▶ _WHAT TO WORK ON_
List every organ that, according to the radiotherapy abstract below, a physician contoured on each series.

▶ _GIVEN PASSAGE_
-------------------------

O Fillion1,2,3*, L Gingras1,2,3 , L Archambault1,2,3 , (1) Universite Laval, Quebec, Quebec, Canada, (2) Centre de recherche du CHU de Quebec, Quebec, Quebec, Canada, (3) Centre de recherche sur le cancer, Quebec, Quebec, Canada

Presentations

SU-E-J-106 (Sunday, July 12, 2015) 3:00 PM - 6:00 PM Room: Exhibit Hall


Purpose: The knowledge of dose accumulation in the patient tissues in radiotherapy helps in determining the treatment outcomes. This project aims at providing a workflow to map cumulative doses that takes into account interfraction organ motion without the need for manual re-contouring.

Methods: Five prostate cancer patients were studied. Each patient had a planning CT (pCT) and 5 to 13 CBCT scans. On each series, a physician contoured the prostate, rectum, bladder, seminal vesicles and the intestine. First, a deformable image registration (DIR) of the pCTs onto the daily CBCTs yielded registered CTs (rCT). This rCT combined the accurate CT numbers of the pCT with the daily anatomy of the CBCT. Second, the original plans (220 cGy per fraction for 25 fractions) were copied on the rCT for dose re-calculation. Third, the DIR software Elastix was used to find the inverse transform from the rCT to the pCT. This transformation was then applied to the rCT dose grid to map the dose voxels back to their pCT location. Finally, the sum of these deformed dose grids for each patient was applied on the pCT to calculate the actual dose delivered to organs.

Results: The discrepancy between the planned D98 and D2 and these indices re-calculated on the rCT, are, on average, of -1 ± 1 cGy and 1 ± 2 cGy per fraction, respectively. For fractions with large anatomical motion, the D98 discrepancy on the re-calculated dose grid mapped onto the pCT can raise to -17 ± 4 cGy. The obtained cumulative dose distributions illustrate the same behavior.

Conclusion: This approach allowed the evaluation of cumulative doses to organs with the help of uncontoured daily CBCT scans. With this workflow, the easy evaluation of doses delivered for EBRT treatments could ultimately lead to a better follow-up of prostate cancer patients.

-------------------------

▶ _DATA SHOWN_

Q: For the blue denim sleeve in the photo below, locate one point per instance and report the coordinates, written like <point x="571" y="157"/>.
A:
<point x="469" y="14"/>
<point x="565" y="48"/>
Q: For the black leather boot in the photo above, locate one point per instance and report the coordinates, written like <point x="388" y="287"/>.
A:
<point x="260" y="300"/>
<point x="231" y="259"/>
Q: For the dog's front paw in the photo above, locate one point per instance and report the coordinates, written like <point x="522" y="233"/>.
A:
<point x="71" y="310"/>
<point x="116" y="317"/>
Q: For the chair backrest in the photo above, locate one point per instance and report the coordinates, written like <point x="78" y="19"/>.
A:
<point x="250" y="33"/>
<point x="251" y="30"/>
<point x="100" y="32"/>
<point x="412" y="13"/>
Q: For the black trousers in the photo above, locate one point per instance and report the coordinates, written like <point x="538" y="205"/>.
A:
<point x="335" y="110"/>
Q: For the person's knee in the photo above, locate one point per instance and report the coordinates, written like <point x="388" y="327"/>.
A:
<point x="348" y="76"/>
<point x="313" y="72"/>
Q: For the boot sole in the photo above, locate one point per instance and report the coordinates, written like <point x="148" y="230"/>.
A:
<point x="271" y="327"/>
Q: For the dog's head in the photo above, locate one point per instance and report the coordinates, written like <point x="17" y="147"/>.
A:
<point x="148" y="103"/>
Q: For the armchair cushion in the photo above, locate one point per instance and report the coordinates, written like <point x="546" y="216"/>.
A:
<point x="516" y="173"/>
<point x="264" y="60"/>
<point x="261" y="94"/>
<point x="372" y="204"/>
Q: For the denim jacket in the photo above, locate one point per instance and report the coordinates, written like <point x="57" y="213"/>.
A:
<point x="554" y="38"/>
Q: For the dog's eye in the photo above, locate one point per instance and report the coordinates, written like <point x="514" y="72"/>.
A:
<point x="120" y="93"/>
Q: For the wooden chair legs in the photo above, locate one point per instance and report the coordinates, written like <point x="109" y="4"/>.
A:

-------------------------

▶ _REPLY TO THE TASK_
prostate, rectum, bladder, seminal vesicles, intestine